Text block.
# SUmmer leauge game tommorrow on ESPN!!



## HoopsAve (Jun 23, 2002)

2PM EST this tuesday(tommorrow) on ESPN2, the Spurs/Magic game will be televised!

http://sports.espn.go.com/sports/tvlistings/index?date=20020716

Players you will wanna watch will be Altron Jackson(A 6'7 SG/SF with a plethora of offensive skills),Jason Hart(Made the team last year prolly not gonna this year with Speedy on board but he has NBA talent),Stephen Jackson and Charles Smith.

SOme cats to follow on the Magic team are rookies Ryan Humphery and Smush Parker.

Let's discuss the game here!


----------



## Spurs4Life (Jul 9, 2002)

I like Smith's game (Charles that is ). I think he can make to be a good replacement for Ferry and back up Bowen at the SF position. 

Do any of you guys remember that game last year in Washington?? Smith went crazy against them! :yes:


----------



## Spurs4Life (Jul 9, 2002)

Jobs.
**A)** In the summer league thread, which two Magic rookies are named as players to follow?
**B)** Write the next part of the summer league thread, picking up from where it stops.
The lines below have nothing to do with the summer league thread.

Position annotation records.
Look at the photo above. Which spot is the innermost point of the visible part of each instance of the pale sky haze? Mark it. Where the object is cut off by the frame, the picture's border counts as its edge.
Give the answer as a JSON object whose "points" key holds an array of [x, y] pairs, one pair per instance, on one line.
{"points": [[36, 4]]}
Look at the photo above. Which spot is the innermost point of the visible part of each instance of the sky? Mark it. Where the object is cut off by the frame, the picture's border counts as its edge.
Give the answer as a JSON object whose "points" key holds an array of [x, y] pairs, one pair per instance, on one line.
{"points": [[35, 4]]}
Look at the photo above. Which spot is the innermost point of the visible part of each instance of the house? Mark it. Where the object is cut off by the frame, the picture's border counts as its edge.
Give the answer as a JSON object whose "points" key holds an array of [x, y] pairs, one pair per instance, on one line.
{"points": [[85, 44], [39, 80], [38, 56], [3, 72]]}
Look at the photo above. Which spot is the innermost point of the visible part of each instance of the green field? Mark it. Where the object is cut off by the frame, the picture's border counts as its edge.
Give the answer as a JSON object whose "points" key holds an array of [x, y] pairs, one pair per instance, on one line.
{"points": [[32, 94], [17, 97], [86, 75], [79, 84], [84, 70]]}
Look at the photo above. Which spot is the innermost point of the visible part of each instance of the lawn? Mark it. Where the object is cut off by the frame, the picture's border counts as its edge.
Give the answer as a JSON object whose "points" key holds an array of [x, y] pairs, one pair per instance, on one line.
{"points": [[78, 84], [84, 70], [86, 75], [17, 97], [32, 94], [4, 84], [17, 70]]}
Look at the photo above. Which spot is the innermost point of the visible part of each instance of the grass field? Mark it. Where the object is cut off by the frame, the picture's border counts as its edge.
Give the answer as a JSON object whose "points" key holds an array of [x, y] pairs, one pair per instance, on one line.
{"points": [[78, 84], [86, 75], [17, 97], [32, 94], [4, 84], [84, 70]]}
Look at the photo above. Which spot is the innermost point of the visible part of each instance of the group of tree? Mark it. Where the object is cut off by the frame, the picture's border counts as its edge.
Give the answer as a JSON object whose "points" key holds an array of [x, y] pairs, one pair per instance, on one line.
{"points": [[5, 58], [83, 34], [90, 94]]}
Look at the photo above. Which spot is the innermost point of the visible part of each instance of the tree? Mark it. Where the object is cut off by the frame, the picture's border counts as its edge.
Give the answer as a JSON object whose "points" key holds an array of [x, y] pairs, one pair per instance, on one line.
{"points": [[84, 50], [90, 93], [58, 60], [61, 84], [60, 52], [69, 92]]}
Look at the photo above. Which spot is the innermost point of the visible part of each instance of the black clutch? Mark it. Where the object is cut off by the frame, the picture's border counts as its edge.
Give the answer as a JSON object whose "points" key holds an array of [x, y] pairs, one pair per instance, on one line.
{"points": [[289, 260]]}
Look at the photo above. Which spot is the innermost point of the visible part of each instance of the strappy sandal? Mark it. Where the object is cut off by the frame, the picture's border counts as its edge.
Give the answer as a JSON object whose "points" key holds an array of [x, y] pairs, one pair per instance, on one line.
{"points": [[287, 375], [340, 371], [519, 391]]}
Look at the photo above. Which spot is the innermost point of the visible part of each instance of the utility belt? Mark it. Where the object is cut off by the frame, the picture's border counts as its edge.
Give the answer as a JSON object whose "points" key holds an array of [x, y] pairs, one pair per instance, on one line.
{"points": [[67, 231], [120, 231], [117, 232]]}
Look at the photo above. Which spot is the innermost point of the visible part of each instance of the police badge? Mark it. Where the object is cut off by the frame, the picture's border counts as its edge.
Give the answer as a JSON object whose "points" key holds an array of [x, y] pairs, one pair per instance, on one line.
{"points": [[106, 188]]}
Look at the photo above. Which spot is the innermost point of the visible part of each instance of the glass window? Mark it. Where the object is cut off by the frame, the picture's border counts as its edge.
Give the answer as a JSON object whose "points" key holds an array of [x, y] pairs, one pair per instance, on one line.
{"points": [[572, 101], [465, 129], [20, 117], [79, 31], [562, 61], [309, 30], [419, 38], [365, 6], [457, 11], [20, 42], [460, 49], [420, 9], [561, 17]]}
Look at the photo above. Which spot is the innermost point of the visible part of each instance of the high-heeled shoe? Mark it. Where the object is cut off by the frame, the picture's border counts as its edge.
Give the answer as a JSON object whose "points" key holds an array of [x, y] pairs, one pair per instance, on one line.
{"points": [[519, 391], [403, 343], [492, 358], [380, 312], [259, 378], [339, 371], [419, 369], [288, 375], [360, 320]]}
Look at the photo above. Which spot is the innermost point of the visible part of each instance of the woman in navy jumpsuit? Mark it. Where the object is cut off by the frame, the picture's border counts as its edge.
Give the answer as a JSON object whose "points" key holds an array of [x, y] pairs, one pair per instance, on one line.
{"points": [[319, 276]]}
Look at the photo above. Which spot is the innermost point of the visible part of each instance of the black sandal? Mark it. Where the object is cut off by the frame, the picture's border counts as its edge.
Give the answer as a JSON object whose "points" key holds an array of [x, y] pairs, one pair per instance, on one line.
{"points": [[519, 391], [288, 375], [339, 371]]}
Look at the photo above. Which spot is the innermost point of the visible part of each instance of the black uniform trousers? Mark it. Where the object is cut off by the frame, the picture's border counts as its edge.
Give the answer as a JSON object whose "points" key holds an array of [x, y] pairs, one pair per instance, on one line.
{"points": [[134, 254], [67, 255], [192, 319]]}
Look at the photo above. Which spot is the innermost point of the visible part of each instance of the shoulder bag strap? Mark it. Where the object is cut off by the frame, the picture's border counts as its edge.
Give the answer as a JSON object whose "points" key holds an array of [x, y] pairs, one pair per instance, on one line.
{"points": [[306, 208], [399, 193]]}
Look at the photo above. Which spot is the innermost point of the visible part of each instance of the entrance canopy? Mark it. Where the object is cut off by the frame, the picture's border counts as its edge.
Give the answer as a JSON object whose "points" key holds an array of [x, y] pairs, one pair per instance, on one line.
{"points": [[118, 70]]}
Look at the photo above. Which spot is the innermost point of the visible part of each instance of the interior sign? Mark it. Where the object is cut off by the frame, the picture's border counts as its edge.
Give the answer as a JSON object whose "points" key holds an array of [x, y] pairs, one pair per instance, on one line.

Responses for each task.
**A)** Ryan Humphery and Smush Parker.

**B)**
I can't wait for the game!


----------



## Ghost (Jun 21, 2002)

I am going to watch the game for sure no matter what unless i have to work on the car.


----------



## Spurs4Life (Jul 9, 2002)

http://www.nba.com/celtics/news/sl02_day2.html#game1

Good game, but unfortunately we didn't have the power to finish it.


----------



## HoopsAve (Jun 23, 2002)

Kedrick Brown dominated. So did Forte.  The Boston squad was just too talented for our weak squad.

Jackson and Mcaskill looked decent though.:dead:


----------



## Spurs4Life (Jul 9, 2002)

I agree, HoopsAve. 

Hey, are you a Spurs fan?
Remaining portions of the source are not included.